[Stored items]
= Beginning of Section =
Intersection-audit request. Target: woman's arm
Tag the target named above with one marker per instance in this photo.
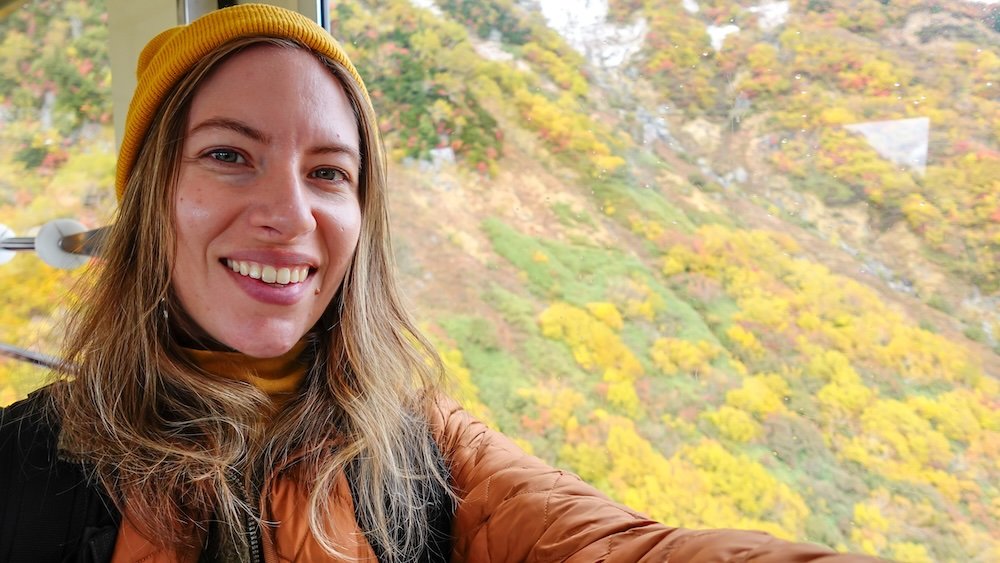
(514, 507)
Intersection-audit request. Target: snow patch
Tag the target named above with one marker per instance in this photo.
(491, 51)
(586, 28)
(903, 141)
(691, 6)
(771, 15)
(717, 34)
(427, 5)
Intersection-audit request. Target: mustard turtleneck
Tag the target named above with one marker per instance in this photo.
(279, 377)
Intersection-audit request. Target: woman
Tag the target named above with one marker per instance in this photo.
(245, 383)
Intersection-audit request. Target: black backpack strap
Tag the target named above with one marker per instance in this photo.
(48, 510)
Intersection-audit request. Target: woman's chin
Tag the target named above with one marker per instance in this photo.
(265, 346)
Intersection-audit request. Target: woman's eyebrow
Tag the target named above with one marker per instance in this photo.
(251, 132)
(337, 148)
(233, 125)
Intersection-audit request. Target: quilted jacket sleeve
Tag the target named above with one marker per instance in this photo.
(514, 507)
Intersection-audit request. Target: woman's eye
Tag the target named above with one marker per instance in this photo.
(330, 174)
(227, 156)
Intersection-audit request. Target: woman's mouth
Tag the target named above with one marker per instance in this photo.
(281, 275)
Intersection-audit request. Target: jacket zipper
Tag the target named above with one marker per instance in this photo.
(254, 540)
(253, 530)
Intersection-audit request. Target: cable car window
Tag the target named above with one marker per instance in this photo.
(735, 263)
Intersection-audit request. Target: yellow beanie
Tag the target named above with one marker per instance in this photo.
(171, 54)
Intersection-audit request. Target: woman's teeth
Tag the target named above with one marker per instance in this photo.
(267, 273)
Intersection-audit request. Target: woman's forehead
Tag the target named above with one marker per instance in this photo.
(278, 92)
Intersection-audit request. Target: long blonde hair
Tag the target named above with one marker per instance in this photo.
(166, 439)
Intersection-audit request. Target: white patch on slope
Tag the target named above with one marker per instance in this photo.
(718, 33)
(427, 5)
(903, 141)
(585, 27)
(771, 15)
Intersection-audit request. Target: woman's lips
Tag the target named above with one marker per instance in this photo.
(267, 273)
(269, 283)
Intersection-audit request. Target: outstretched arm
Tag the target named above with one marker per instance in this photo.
(514, 507)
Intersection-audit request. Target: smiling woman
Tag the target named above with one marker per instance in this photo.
(265, 189)
(245, 385)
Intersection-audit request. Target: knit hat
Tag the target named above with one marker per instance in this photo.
(172, 53)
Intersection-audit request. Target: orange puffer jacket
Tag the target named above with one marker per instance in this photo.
(513, 507)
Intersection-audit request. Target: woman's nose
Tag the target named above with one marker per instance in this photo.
(281, 209)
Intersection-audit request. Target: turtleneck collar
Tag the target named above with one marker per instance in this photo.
(279, 377)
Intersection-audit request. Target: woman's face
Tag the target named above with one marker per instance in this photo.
(267, 213)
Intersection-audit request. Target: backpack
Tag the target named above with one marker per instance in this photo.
(50, 512)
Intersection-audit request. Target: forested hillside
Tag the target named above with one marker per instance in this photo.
(736, 264)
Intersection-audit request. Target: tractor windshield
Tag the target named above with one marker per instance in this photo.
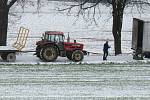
(54, 37)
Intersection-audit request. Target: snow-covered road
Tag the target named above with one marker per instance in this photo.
(74, 82)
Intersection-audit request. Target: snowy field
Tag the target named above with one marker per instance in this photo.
(29, 78)
(49, 19)
(75, 82)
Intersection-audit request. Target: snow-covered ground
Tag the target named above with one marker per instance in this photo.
(85, 32)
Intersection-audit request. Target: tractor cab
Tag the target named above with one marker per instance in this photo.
(53, 36)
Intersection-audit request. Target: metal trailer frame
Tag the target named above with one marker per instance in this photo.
(8, 53)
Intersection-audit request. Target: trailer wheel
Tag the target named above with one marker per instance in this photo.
(49, 53)
(69, 55)
(11, 57)
(4, 56)
(77, 56)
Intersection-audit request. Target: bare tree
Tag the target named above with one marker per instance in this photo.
(117, 6)
(5, 6)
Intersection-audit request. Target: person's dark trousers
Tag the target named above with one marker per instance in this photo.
(105, 55)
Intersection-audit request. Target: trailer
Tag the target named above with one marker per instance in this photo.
(141, 38)
(8, 53)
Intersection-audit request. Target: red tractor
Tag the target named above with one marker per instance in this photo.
(52, 45)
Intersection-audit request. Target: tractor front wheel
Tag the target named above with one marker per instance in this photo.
(77, 56)
(49, 53)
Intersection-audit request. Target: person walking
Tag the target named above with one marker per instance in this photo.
(105, 50)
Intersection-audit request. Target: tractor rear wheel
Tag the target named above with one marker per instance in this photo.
= End of Section =
→ **Activity**:
Set the entries down exactly, but not the pictures.

→ **Finished exercise**:
Intersection-audit request. Target: woman's arm
Tag the target named above with one marker per instance in this photo.
(514, 507)
Intersection-audit request. Target: snow patch
Tag the target named above with one marker per instance in this photo.
(491, 51)
(586, 28)
(903, 141)
(691, 6)
(771, 15)
(717, 34)
(427, 5)
Intersection-audit request. Target: mustard turtleneck
Tag the target named above with one marker per instance in this photo.
(279, 377)
Intersection-audit request. Target: woman
Tag the target named above with one marker per instance in this photo.
(245, 383)
Intersection-audit request. Target: black backpack strap
Tag the target named above with one marker per instance in this photo.
(48, 510)
Intersection-audit request. Target: woman's chin
Tag the target named above with one marker per instance in this photo.
(265, 346)
Intersection-audit request. Target: woman's eyebrow
Tag the target named above with one marker per instance in this photo.
(251, 132)
(337, 148)
(233, 125)
Intersection-audit request. Target: quilted jacket sleeve
Tag the target named above with one marker per instance in this photo.
(514, 507)
Intersection-audit request. Target: woman's eye
Tag the target named above with one marker per instance in this photo.
(330, 174)
(227, 156)
Intersection-audit request. Target: woman's mouth
Tag the target named above with one marker per instance in this photo.
(281, 275)
Intersection-audit request. Target: jacket zipper
Tag the target named above with one marker per instance in this photo.
(254, 540)
(253, 530)
Intersection-audit request. Target: cable car window
Tag the target named above with one marker per instance in this photo.
(735, 263)
Intersection-audit request. Target: yellow beanie
Tag the target named above with one marker per instance in this photo.
(171, 54)
Intersection-audit request. Target: woman's teeth
Tag the target named above with one marker per instance in this photo.
(267, 273)
Intersection-audit request. Target: woman's forehead
Tag the target named above with one marker per instance in this photo.
(278, 92)
Intersection-audit request. Target: long blonde hair
Tag the target named above with one marker per instance in this photo.
(166, 439)
Intersection-audit request. Target: white patch on slope
Tag the target named above with one marker per instance in this photo.
(718, 33)
(427, 5)
(903, 141)
(585, 27)
(771, 15)
Intersection-audit request. Target: woman's lips
Tag the target named above with one marker per instance in this photo.
(267, 273)
(269, 283)
Intersection-audit request. Target: outstretched arm
Tag the target named above with one marker per instance in this photo.
(514, 507)
Intersection-audit request. Target: smiling woman
Tag the target named above with one marker per instance in this photo.
(265, 189)
(245, 385)
Intersection-audit request. Target: knit hat
Tag the target named above with one marker per instance in this photo.
(172, 53)
Intersection-audit request. Target: orange puffer jacket
Tag the target named above with one marker per instance in this photo.
(513, 507)
Intersection-audit request. Target: woman's nose
Tag the target named above with one marker per instance in this photo.
(281, 209)
Intersection-audit request. Target: turtleneck collar
Tag the target named above with one marker per instance in this photo.
(279, 377)
Intersection-audit request. Target: woman's face
Tag the target named above with one marker per instance in this photo.
(267, 213)
Intersection-audit request. Target: backpack
Tag the target named above with one marker per instance in this photo.
(50, 512)
Intersection-audit request. Target: forested hillside
Tag the target named above with one marker per instance in this photo.
(736, 264)
Intersection-audit request. Target: tractor windshield
Tag the target named above with one marker per instance in this photo.
(54, 37)
Intersection-audit request. Target: snow-covered road
Tag the target named above with one marker per instance in this photo.
(74, 82)
Intersection-audit request. Target: snowy field
Tag the target named above with one marker per instance in this photo.
(29, 78)
(49, 19)
(75, 82)
Intersection-audit request. Target: snow-covered ground
Tag the target named above with one marker per instance in this photo.
(85, 32)
Intersection-audit request. Target: tractor cab
Tag the target named above with one marker per instance in this photo.
(53, 36)
Intersection-audit request. Target: metal trailer frame
Tag the target named above with one marker per instance in this photo.
(8, 53)
Intersection-audit request. Target: trailer wheel
Tag the target named above with one marker per instance in this photo.
(49, 53)
(69, 55)
(11, 57)
(4, 56)
(77, 56)
Intersection-audit request. Target: bare tree
Tag the target named above with one marker per instance in this photo.
(117, 6)
(5, 6)
Intersection-audit request. Target: person's dark trousers
Tag the target named above with one marker per instance in this photo.
(105, 55)
Intersection-audit request. Target: trailer
Tag the target named above with one marker per instance in this photo.
(141, 38)
(8, 53)
Intersection-audit request. Target: red tractor
Tag the target named above with one marker per instance in this photo.
(52, 45)
Intersection-audit request. Target: tractor front wheel
Tag the target named above with one marker per instance in this photo.
(77, 56)
(49, 53)
Intersection-audit request. Target: person walking
Tag the target named above with one marker per instance in this photo.
(105, 50)
Intersection-audit request. Target: tractor rear wheel
Tag the target named above with one marker per instance in this photo.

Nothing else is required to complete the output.